→ **TASK INSTRUCTIONS**
Set down each record below precisely, skipping the pictures.

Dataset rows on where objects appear
↓↓↓

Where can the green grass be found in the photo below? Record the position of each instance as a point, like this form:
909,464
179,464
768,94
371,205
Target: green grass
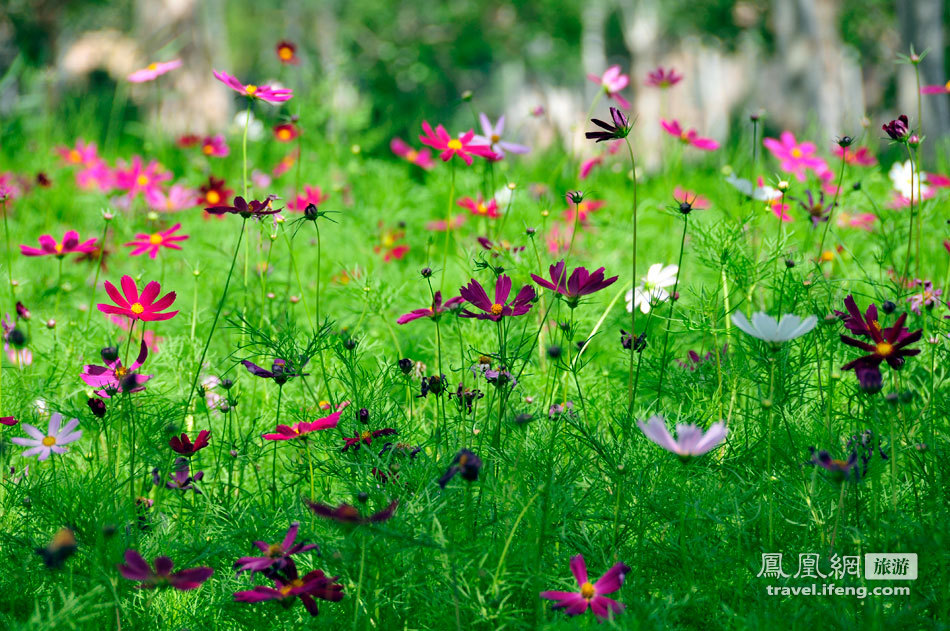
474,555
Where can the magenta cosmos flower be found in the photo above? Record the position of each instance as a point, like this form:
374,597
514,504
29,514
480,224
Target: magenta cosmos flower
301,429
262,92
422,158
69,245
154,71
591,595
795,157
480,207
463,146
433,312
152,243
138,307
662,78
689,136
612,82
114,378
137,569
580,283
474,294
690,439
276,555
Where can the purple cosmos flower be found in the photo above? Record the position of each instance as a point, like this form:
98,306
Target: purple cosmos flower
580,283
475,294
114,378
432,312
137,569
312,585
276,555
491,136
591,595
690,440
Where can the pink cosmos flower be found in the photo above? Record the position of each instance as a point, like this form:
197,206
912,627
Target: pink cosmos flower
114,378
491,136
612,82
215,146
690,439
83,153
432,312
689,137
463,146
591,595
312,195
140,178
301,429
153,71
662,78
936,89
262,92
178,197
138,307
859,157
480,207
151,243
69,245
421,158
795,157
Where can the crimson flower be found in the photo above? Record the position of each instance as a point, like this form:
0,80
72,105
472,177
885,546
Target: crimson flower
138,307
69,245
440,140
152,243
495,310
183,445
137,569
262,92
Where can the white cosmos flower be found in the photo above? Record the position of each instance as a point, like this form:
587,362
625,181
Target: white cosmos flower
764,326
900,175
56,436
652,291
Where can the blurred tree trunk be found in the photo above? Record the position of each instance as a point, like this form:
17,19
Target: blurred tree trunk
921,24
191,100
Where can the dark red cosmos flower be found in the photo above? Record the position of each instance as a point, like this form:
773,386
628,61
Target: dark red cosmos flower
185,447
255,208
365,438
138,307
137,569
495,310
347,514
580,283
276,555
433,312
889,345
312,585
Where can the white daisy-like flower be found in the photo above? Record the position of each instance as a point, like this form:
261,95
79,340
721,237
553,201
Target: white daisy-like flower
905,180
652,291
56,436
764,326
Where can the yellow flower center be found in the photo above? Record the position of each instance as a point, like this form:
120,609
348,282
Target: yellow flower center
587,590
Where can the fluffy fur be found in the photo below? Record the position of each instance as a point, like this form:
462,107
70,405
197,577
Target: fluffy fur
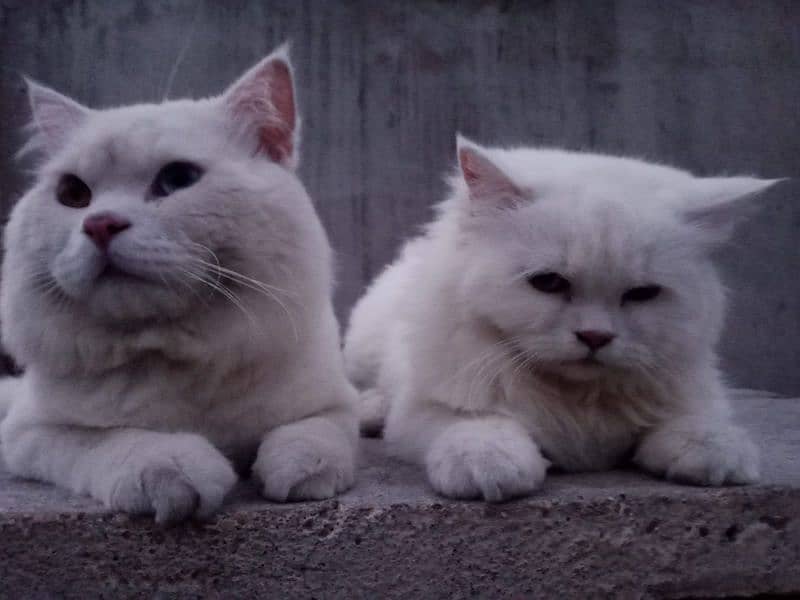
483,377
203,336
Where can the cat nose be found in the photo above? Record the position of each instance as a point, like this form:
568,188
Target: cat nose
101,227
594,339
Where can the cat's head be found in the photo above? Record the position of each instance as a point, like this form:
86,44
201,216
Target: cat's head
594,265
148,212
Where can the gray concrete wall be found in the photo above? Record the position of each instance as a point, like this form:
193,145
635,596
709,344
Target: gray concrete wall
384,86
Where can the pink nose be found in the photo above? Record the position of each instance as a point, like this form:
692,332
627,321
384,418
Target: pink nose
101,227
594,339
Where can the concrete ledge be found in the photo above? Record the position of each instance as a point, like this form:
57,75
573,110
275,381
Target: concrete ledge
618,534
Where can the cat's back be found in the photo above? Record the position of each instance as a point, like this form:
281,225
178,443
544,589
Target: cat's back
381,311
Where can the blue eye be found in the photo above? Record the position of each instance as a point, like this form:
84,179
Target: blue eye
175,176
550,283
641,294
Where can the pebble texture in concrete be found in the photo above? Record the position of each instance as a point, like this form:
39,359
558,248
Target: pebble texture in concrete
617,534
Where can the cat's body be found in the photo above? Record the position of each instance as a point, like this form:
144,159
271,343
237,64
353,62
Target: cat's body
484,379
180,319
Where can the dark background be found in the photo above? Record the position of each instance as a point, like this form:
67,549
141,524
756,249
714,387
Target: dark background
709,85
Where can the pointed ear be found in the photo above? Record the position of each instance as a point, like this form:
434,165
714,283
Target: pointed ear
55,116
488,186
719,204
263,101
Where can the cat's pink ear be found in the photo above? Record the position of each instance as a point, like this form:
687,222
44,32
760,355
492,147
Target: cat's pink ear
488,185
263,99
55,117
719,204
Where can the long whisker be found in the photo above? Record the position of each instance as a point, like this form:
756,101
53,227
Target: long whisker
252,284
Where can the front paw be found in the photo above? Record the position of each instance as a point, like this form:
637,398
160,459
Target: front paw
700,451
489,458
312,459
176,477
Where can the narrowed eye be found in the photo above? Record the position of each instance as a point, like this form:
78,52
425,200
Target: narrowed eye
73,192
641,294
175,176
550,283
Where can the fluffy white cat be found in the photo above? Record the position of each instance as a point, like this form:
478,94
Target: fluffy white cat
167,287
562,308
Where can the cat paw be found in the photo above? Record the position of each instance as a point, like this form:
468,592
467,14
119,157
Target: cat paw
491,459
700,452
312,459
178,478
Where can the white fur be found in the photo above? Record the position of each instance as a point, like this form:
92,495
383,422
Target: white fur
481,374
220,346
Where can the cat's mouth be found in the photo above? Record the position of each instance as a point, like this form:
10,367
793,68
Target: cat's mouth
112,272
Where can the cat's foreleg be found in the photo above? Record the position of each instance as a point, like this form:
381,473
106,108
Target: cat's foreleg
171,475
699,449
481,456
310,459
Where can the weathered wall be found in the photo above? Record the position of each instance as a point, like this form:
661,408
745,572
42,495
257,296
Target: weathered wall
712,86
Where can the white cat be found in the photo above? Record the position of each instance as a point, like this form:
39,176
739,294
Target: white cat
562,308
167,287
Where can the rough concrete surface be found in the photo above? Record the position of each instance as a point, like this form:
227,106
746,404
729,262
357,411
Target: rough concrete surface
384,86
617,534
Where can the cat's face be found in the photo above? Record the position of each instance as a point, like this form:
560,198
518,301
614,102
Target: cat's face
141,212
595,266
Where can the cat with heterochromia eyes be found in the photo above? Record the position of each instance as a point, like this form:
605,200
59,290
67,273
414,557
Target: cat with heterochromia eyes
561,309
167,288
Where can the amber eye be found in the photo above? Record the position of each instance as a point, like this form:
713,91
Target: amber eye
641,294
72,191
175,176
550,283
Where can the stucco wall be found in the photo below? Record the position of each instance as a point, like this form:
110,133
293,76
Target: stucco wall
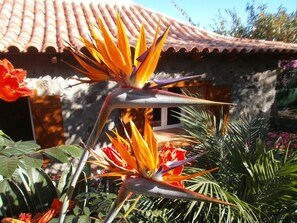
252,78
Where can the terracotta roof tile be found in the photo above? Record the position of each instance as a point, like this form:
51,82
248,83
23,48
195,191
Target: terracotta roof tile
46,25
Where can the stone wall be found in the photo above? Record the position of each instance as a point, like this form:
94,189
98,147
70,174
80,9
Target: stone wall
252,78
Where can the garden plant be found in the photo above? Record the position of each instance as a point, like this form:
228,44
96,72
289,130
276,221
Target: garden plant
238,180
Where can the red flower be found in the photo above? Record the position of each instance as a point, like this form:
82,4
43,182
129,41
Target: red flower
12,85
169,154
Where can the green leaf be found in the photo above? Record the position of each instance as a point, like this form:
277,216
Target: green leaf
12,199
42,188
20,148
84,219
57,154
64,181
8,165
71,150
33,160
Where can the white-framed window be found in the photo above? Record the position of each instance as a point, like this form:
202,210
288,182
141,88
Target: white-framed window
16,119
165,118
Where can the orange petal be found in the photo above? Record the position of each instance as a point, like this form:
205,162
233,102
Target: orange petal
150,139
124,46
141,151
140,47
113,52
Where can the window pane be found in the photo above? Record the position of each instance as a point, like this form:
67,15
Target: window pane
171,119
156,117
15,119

↑↑↑

→ **RIGHT ANSWER**
Where can the green grass be found in the photo below? Record the position of each instance as a point, like this form:
909,464
179,464
768,94
371,205
Target: green grass
474,555
Where can the magenta cosmos flower be found in the photo above? Record the position of each instance as a point, like this form:
374,597
514,504
29,514
480,224
Target: magenta cosmos flower
301,429
262,92
422,158
69,245
154,71
591,595
795,157
480,207
463,146
433,312
152,243
138,307
662,78
689,136
612,82
114,378
137,569
580,283
474,294
690,439
276,555
Where can the purple cosmos flower be found in the photo above? Record the position of each instance as a point, like this form:
98,306
Target: purple cosmos flower
580,283
475,294
114,378
432,312
137,569
312,585
276,555
491,136
591,595
690,440
Where can the pink cosmos flower be found in the photo above? Record the position of each instance as a point, like this form:
197,206
912,627
Target: pink cosmos flower
114,378
491,136
612,82
215,146
690,439
83,153
432,312
689,137
463,146
591,595
312,195
140,178
301,429
153,71
662,78
936,89
262,92
178,197
138,307
859,157
480,207
151,243
69,245
421,158
795,157
Where can the crimson flower be found in the photo above? Record the position of each instance as a point, like this form:
0,80
72,105
472,177
885,546
Target: crimson flower
138,307
69,245
440,140
152,243
495,310
183,445
137,569
262,92
Where can the white cosmos flower be found in the photo above? Record the position of each instance as a point, like this form:
587,362
625,181
Target: white cosmos flower
764,326
900,175
56,436
652,291
Where can the blurred tree trunk be found in the photo above? Record the position of each instance as a point, like this form:
17,19
Target: blurred tree trunk
921,24
191,100
Where can the dark red cosmos flower be found in the photo above? Record the position of each instance as a point, like this form:
773,386
628,61
Target: dark red cosmos flower
185,447
255,208
365,438
138,307
137,569
495,310
347,514
580,283
276,555
433,312
889,345
312,585
Where can the white daisy-like flower be found in the photo above? Record the position of each instance as a point, like this form:
261,95
79,340
721,237
553,201
Target: white daisy-like flower
905,180
652,291
56,436
764,326
Where can the yellow flower center be found in the photo above? Record the position of each instance as a point, like this form:
120,609
348,282
Target: yellow flower center
587,590
Where can the fluffy fur be found in the photo below? Record the position of each instance as a point, like this form:
462,107
70,405
197,577
Target: fluffy fur
483,377
203,336
Where can the cat nose be found in the photo above? Record the position of each instance as a point, like this form:
568,188
Target: cat nose
101,227
594,339
Where can the cat's head be found in the photo above? Record the position of each instance as a point, like this form:
86,44
201,216
Target: cat's head
594,265
148,212
Where can the gray concrete wall be found in the photo above? Record the position of each instance as a point, like this form:
193,145
635,596
709,344
Target: gray concrete wall
384,86
Where can the pink nose be found in the photo above? Record the position of each instance as a point, like this form:
692,332
627,321
384,418
Target: pink nose
101,227
594,339
Where can the concrete ledge be found in the photo above? Record the position of each instance as a point, like this form:
57,75
573,110
275,381
Target: concrete ledge
618,534
Where can the cat's back be found in the photo above? Record the position of each instance as a point, like this form:
281,225
178,443
544,589
Target: cat's back
381,311
Where can the blue eye be found in the photo above? Record the position of each instance as a point, like this form:
84,179
Target: blue eye
175,176
550,283
641,294
Where can the pebble texture in concrete be found in the photo above? Record the position of each instance as a point, like this form:
39,359
558,248
Target: pebble texture in concrete
617,534
Where can the cat's body be found in the photo above? Record the position of each instance as a point, like this form:
144,159
271,343
237,64
353,62
Target: cat's body
484,379
180,319
Where can the dark background be found in the photo above? Record the position of each instance as a point, like this form:
67,549
141,524
756,249
714,387
Target: dark background
709,85
Where can the pointed ear be found in the photo above? Record the position of each instance as a point, like this form:
434,165
714,283
Target: pointed ear
55,116
488,186
719,204
263,101
Where can the cat's pink ear be found in the photo above? Record the position of each instance as a point, like this form:
687,222
44,32
760,355
492,147
Target: cat's pink ear
488,185
263,99
55,117
719,204
Where can the long whisker be found in the photo above? Record the position of each instance as a point, like this form:
756,101
53,227
Target: long whisker
252,284
Where can the front paw be found in the photo above? Record the position of each instance as a point, like this form:
637,398
160,459
Target: front paw
700,451
489,458
312,459
176,477
Where can the narrowed eye be found in the photo above? Record the position of each instance as a point, like this form:
78,52
425,200
Target: narrowed eye
73,192
641,294
175,176
550,283
Where can the fluffy white cat be found in the photo above? Record the position of each instance as a point, like this form:
478,94
Target: fluffy white cat
167,287
562,308
Where can the cat paw be found in the photo above? Record the position of each instance as a point, like this form:
468,592
467,14
119,157
Target: cat paw
491,459
700,452
312,459
178,478
Where can the white fur be found in the photo above? Record the position of each instance as a point, like this form:
92,495
383,422
Target: white fur
481,374
220,346
Where can the cat's mouth be found in the photo above? Record the position of each instance as a point, like this form:
10,367
793,68
Target: cat's mouth
112,272
Where can the cat's foreleg be found in the photo above? Record the position of each instance as a point, like this form:
381,473
106,108
Target: cat's foreleg
171,475
699,449
481,456
310,459
Where can the weathered wall be found in the photo above? Record the position of each instance as a point, like this form:
661,408
745,572
42,495
257,296
Target: weathered wall
712,86
Where can the white cat be found in the photo above? Record the position of each instance as a point, like this form:
39,176
739,294
Target: white cat
562,308
167,287
Where can the rough concrete surface be found in the photo above? Record the position of each instance as a point, like this form:
227,106
746,404
729,262
357,411
Target: rough concrete surface
384,86
617,534
Where can the cat's face be found in the photo above? Record the position of each instance as a point, like this form:
560,198
518,301
614,102
Target: cat's face
141,212
595,266
Where can the cat with heterochromia eyes be found in the photo above? Record the position of each instance as a point, like this form:
605,200
59,290
67,273
414,557
Target: cat with heterochromia eyes
561,309
167,288
Where can the amber eye be found in the photo above? Record the position of each instance as a point, like this form:
713,91
Target: amber eye
641,294
72,191
175,176
550,283
Where can the stucco wall be found in the photo below? Record the position of each instance as a point, like this form:
110,133
293,76
Target: stucco wall
252,78
Where can the terracotta roof tile be found in the photo above? Record the position of each instance as a point, like this form:
51,82
248,83
23,48
195,191
Target: terracotta roof tile
46,25
Where can the stone wall be found in the photo above? Record the position of each instance as a point, like this form:
94,189
98,147
70,174
80,9
Target: stone wall
252,78
Where can the garden plant be found in the photo above? Record the position of each instance as a point, like this form:
228,44
96,72
289,130
276,221
Target: garden plant
238,180
Where can the red flower be found in the photo above? Record the position of each instance as a point, like this form:
82,4
43,182
129,41
Target: red flower
12,85
169,154
Where can the green leaf be found in the photo above? Record the position of each instance as a point, like this form:
277,216
Target: green leaf
12,199
42,188
20,148
84,219
57,154
64,181
8,165
71,150
33,160
Where can the white-framed window be found in the photo above? Record the position of each instance as a point, like this form:
202,210
288,182
141,88
Target: white-framed window
16,119
165,118
Where can the orange petal be found in the photo above? Record the position of each instance as a point, like this form:
205,162
233,102
Target: orange petal
150,139
124,46
141,151
140,47
113,52
Where can the window pane be found in the photo above? Record the position of each instance as a point, like this form:
67,15
Target: window pane
171,119
156,117
15,119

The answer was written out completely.